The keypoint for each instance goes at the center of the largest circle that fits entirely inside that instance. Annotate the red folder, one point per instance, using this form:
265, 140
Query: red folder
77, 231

---

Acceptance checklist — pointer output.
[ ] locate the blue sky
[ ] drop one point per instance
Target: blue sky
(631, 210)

EXERCISE DIRECTIONS
Among the entries, how many lines hold the word "instance"? Please answer with only that number.

OUTPUT FOR THIS EXERCISE
2